▸ **Source document**:
________________________
A new model for sustainable, long-term urban regeneration

clarendon yards

Clarendon Yards is an innovative new community and cultural centre that will open in Wood Green this summer, bringing artists, entrepreneurs and hospitality operators together to thrive under one roof in north London’s newest creative hot spot.

Located just off Coburg Road in the heart of Wood Green’s existing creative quarter, Clarendon Yards will feature a bustling street food market, an outdoor bar and yard, a hop garden, events and performance space, community allotments and more than 40,000 square foot of affordable creative workspace.

Clarendon Yards comprises five large inter-connected warehouse units, three ancillary raised office blocks and numerous outdoor areas at what was the Olympia Trading Estate. Over the coming months a phased interior refurbishment plan will be rolled out and the buildings will benefit from a striking, colourful exterior makeover too.

The first tenants are already on site and fully operational. Goodwin & Goodwin is a leading creative sign making company who relocated to Clarendon Yards from their previous space at Wood Green’s Chocolate Factory in March. Existing local business Turnaround Publisher Services sought to retain their operations in Wood Green and has taken space at Clarendon Yards alongside many new enterprises keen to put down roots in the area. These enterprises include Street Feast, London’s pre-eminent street food and night market operator, and The Goodness Brewery & Tap – a new microbrewery set up by three Wood Green locals that will make ales and sell them in the taproom.

Clarendon Yards is the latest project from social entrepreneur Nick Hartwright, a sustainable regeneration expert who already has strong ties to Wood Green and the London borough of Haringey. In addition to Green Rooms, the artists’ hotel he opened on Station Road in the summer of 2016, Hartwright has five thriving shared workspace sites in the locale.

For Clarendon Yards Hartwright has received significant funding from the Greater London Authority’s Good Growth Fund and the reanimation of the site is part of a wider Haringey Council led bid. ‘Connecting Wood Green’ was one of just 27 successful schemes from an entry list of more than 200.

Clarendon Yards is indicative of a new sustainable form of regeneration. Developer St William owns the circa 12-acre site which in the future will include 1,714 studio, one, two and three-bedroom apartments, 100,000 square foot of commercial space, a new public square, landscaped courtyards and improved connectivity between the surrounding neighbourhoods of Hornsey and Alexandra Park. St William is working closely with Hartwright and his team to ensure the businesses that take space at Clarendon Yards proposer and grow.

Commenting on the impending opening of Clarendon Yards, Nick Hartwright said: “Clarendon Yards is going to be quite a place. There’s a lack of diversity in Wood Green right now in terms of hospitality outlets and places for people to go in the evenings. There’s also a scarcity of events and performance space, and a lack of affordable workspace for creative enterprises and SMEs. So in the first instance we’re addressing all of these things.

The strategy for Clarendon Yards represents a new model for sustainable, long-term urban regeneration. St William has provided great insight and we’re thrilled to be working with them on the project. Together, we’re ensuring Wood Green flourishes with business success stories, enabling new start-ups and bringing in exciting, established companies who will enhance the local offering.”

Sean Ellis, Chairman for St William said: “We are very excited to be working with Nick Hartwright and the team to deliver Clarendon Yards. We envisage that it will not only become an exciting maker space for start-ups and small businesses, but that it will provide growth for the long-term and help to put Clarendon’s north London cultural quarter on the map.”
________________________
▸ **Exercise data**:

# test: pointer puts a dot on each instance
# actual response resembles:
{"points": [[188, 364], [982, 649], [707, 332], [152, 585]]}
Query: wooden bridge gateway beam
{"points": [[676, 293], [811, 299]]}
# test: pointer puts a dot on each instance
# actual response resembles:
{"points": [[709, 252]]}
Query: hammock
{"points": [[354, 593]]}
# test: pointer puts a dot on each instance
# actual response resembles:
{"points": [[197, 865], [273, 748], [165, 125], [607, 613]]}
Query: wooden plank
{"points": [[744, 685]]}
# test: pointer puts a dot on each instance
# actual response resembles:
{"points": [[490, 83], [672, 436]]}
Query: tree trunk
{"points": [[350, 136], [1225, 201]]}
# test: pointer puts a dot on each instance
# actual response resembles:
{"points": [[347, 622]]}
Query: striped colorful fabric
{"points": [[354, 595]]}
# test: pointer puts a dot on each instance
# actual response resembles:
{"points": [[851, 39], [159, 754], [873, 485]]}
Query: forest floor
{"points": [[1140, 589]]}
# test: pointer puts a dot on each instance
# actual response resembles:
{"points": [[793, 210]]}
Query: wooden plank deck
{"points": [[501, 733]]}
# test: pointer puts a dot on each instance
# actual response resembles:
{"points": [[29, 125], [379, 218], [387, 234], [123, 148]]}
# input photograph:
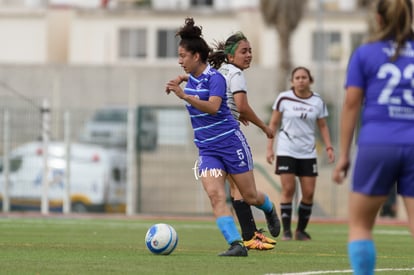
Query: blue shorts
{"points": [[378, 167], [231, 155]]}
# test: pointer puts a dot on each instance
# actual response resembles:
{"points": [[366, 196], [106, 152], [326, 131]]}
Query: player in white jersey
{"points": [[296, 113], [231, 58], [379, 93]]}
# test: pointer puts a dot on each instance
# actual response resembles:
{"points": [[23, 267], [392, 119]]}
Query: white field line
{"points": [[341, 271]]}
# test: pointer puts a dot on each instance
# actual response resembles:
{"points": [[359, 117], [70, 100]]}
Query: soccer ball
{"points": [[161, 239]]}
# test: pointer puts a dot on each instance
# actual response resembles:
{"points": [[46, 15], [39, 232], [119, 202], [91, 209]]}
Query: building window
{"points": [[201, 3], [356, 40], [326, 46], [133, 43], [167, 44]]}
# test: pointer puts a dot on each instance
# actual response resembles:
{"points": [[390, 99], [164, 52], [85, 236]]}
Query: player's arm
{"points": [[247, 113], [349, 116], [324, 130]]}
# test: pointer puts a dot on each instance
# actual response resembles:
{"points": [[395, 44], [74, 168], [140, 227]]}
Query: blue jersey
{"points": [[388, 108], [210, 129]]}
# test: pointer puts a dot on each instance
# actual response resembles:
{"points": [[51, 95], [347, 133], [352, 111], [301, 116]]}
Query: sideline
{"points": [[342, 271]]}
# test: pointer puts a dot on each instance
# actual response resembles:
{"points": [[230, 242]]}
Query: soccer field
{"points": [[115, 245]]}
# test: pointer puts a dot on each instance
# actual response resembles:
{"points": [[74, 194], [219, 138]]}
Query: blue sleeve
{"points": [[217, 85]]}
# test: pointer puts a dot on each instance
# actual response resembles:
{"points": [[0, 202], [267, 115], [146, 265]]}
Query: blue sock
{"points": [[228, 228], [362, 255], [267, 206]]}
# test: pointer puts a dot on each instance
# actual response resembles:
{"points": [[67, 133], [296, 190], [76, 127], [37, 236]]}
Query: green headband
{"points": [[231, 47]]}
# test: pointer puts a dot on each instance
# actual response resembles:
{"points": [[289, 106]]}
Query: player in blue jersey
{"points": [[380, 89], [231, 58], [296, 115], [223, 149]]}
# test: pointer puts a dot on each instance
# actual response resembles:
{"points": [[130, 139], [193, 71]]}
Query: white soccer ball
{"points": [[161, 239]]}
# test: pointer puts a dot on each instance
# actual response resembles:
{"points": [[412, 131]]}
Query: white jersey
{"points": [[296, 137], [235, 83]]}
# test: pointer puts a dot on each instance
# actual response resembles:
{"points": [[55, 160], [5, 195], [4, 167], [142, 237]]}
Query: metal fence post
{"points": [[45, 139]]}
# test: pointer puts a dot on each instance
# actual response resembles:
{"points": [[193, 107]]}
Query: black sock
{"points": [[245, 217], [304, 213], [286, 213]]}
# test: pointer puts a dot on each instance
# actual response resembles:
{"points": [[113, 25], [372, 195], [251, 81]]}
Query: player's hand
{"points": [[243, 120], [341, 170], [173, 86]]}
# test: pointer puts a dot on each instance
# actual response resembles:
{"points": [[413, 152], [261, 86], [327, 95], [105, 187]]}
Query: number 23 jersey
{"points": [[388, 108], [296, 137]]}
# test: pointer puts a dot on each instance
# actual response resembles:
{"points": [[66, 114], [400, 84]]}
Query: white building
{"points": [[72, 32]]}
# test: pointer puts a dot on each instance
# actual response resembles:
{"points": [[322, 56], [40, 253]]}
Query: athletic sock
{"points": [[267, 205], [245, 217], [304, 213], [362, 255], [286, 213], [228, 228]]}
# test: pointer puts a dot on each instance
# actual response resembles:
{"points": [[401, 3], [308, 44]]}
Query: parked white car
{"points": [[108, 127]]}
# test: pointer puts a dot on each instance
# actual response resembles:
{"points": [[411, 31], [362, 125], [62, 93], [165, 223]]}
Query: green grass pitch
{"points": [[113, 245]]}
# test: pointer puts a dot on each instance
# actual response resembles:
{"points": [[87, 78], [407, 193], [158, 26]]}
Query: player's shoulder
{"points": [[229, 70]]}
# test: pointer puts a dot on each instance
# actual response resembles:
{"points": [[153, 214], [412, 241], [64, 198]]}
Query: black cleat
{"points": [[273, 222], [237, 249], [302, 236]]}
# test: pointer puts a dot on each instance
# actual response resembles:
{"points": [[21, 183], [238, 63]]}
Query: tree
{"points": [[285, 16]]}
________________________
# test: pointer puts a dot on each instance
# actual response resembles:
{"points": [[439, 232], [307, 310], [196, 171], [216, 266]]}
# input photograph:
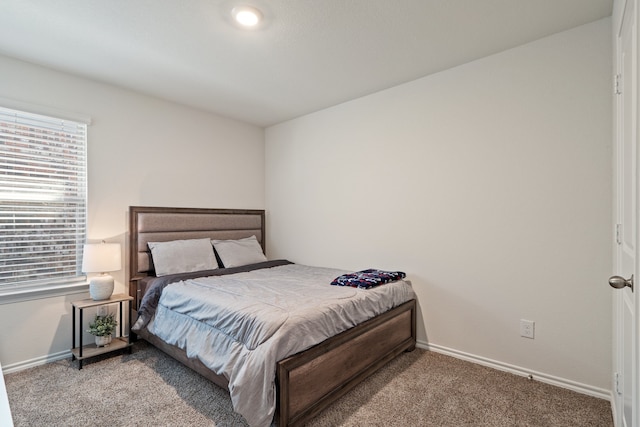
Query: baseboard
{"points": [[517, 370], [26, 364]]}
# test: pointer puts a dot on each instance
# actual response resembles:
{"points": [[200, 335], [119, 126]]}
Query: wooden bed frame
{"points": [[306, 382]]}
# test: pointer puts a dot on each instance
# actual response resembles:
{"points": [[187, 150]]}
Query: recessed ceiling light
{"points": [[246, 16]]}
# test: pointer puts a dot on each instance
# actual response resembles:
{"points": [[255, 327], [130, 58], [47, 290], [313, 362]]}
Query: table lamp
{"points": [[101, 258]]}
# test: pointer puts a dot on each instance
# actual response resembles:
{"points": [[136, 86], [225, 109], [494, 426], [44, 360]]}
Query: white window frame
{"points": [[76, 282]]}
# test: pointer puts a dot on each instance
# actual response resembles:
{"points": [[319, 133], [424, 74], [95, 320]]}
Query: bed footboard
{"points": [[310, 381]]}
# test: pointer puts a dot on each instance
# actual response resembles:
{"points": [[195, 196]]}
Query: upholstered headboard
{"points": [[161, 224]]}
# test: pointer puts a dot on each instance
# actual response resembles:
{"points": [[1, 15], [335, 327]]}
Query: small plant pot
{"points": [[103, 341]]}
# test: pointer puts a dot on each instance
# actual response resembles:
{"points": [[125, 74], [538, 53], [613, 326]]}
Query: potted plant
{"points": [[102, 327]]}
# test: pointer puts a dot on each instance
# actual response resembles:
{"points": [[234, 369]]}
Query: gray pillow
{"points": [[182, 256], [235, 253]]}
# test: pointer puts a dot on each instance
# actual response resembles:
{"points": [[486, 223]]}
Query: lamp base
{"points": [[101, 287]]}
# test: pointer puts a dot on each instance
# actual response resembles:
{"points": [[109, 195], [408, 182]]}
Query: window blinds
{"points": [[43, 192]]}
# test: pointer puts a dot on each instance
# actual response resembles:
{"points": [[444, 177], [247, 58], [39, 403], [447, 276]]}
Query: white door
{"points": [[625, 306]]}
________________________
▸ **What to do**:
**1.** According to the Clarendon Yards article, how many successful schemes were selected, including "Connecting Wood Green", and from how many entries?
**2.** In the Clarendon Yards article, update the passage from "Clarendon Yards is an" to "creative hot spot." by replacing "summer" with "autumn".

▸ **Answers to the problems**:
**1.** 27 schemes were selected from an entry list of more than 200.

**2.**
Clarendon Yards is an innovative new community and cultural centre that will open in Wood Green this autumn, bringing artists, entrepreneurs and hospitality operators together to thrive under one roof in north London’s newest creative hot spot.